--- start of Data rows ---
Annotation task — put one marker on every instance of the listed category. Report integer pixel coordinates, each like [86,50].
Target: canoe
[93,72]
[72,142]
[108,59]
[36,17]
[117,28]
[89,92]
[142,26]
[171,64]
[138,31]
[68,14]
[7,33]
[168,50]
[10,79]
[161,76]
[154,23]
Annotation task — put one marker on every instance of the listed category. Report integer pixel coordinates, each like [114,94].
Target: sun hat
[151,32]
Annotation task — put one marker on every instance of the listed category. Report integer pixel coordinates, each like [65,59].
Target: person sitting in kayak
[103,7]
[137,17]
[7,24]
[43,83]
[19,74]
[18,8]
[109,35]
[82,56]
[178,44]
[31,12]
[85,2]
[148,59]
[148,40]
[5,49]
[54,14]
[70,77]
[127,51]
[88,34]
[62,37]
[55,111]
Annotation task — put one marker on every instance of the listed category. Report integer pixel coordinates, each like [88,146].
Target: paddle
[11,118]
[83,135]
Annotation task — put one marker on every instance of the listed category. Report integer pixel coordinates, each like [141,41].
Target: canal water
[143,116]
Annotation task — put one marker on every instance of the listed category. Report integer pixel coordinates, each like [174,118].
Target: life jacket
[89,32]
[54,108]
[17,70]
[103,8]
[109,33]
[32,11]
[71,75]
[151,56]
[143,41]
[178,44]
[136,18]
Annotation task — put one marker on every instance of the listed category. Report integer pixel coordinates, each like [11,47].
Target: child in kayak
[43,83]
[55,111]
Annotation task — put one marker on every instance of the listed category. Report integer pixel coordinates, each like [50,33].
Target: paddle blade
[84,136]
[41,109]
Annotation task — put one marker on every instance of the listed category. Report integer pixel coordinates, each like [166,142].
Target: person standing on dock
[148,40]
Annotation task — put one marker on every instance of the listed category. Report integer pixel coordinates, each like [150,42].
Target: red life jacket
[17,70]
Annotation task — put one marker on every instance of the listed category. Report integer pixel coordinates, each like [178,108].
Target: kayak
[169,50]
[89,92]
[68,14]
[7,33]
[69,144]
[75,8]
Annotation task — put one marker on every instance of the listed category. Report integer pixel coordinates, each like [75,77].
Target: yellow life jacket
--- end of Data rows ---
(Problem details):
Update the rows starting at the line that contains "each like [141,41]." and ending at the final row. Replace every "marker" with "point", leave all other text as it stands, and return only those lines.

(Response to this exercise):
Annotation task — put one point on every instance of the listed category. Report integer pixel coordinates, each like [141,41].
Target: canal water
[143,116]
Annotation task — put one point on every instance of the listed category. Report integer pixel coordinates, each like [174,118].
Target: life jacket
[89,32]
[54,108]
[17,70]
[103,8]
[109,33]
[32,11]
[71,75]
[151,56]
[143,41]
[178,44]
[136,18]
Annotation task — put one point on every instance of the listed category. Report integer pixel coordinates, each like [11,47].
Target: child in kayak
[43,83]
[55,111]
Annotation task — put one point on every instance of the listed category. Report integer pixel coordinates, each like [50,33].
Target: paddle blade
[84,136]
[41,109]
Annotation task — put one point on every instance of the listed category. Report integer pixel coordinates, each like [166,142].
Target: person standing on dock
[148,40]
Annotation task — put one point on every instance of the listed category. Report integer pixel coordinates, each like [150,42].
Target: red life jacket
[17,70]
Annotation task — put one point on every instance of the listed category. Report integer pixel coordinates, each like [178,108].
Target: kayak
[169,50]
[89,92]
[68,14]
[7,33]
[69,144]
[75,8]
Annotation task — put one point on every instance of the listed category. Report integer pixel coordinates, each like [75,77].
Target: yellow life jacket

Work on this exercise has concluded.